> 任务目标:
[1] 请将两数之和题解中从“Given an array”到“exactly one solution.”的部分原样照录。
[2] 在两数之和题解的示例里,给定 nums = [2, 7, 11, 15] 和 target = 9,结果为何是 [0, 1]?用一到三句话说明。

Given an array of integers, return indices of the two numbers such that they add up to a specific target.You may assume that each input would have exactly one solution.
Example:
Given nums = [2, 7, 11, 15],
target = 9,Because nums[0] + nums[1] = 2 + 7 = 9,
return [0, 1].
这道题要求返回两个数值i和j,使num[i]+num[j]=target;
这道题一开始的想法就是两个for循环,即
public class Solution{
public int[] twoSum(int[] nums,int target){
int[] back = new int[2];
for(int i =0;i<nums.length-1;i++){
for(int j=i+1;j<nums.length;j++){
if(nums[i]+nums[j]==target){
back[0]=i;
back[1]=j;
return back;
}
}
}
return null;
}
}
然后在网上看到了另一种时间复杂度更低的算法,贴上来也看一下:
public class Solution {
public int[] twoSum(int[] nums, int target) {
int[] back = new int[2];
Map map = new HashMap<>();
for(int i=0;i<nums.length;i++){
map.put(nums[i], i);
}
for(int i=0;i<nums.length;i++){
int delNum = target-nums[i];
if(map.get(delNum)!=null&&(int)map.get(delNum)>i){
back[0]=i;
back[1]=(int)map.get(delNum);
}
}
return back;
}
}

> 数据条目:
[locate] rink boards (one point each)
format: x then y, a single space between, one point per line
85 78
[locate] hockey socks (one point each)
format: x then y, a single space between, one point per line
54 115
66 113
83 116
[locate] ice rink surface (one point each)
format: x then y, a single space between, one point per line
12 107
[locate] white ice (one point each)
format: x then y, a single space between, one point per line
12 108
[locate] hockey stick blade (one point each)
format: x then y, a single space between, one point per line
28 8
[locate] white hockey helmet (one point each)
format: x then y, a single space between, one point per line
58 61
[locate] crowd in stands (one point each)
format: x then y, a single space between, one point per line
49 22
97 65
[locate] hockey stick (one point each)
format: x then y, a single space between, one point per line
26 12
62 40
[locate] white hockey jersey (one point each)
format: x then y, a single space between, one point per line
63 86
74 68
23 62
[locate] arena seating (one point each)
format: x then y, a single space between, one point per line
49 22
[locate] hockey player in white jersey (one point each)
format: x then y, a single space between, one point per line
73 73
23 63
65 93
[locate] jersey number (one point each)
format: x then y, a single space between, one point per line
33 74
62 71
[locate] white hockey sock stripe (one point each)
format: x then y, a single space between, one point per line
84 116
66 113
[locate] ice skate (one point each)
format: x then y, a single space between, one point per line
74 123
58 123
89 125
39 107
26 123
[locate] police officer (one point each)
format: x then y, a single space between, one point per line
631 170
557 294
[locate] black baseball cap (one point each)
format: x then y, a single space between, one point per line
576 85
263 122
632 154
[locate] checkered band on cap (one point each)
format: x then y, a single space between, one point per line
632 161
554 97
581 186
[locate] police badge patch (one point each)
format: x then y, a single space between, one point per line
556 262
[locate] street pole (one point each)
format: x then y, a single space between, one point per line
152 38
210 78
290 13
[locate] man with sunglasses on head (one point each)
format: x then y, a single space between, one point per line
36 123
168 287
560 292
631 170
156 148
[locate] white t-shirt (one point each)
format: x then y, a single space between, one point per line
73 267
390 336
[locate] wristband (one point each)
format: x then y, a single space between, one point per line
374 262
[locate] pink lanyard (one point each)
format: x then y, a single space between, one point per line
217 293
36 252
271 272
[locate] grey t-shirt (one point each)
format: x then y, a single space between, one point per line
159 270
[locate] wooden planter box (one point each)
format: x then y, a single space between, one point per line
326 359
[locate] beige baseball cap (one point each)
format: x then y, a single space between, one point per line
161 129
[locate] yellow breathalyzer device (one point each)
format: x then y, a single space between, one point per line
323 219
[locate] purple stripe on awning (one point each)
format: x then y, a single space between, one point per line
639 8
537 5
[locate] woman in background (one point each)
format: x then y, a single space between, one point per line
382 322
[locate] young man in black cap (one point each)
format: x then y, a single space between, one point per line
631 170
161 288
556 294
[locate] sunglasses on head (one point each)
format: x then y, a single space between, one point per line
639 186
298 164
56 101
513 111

> 各题答案:
[1]
Given an array of integers, return indices of the two numbers such that they add up to a specific target.You may assume that each input would have exactly one solution.

[2] 因为 nums[0] + nums[1] = 2 + 7 = 9,恰好等于 target。所以返回这两个数的下标 [0, 1]。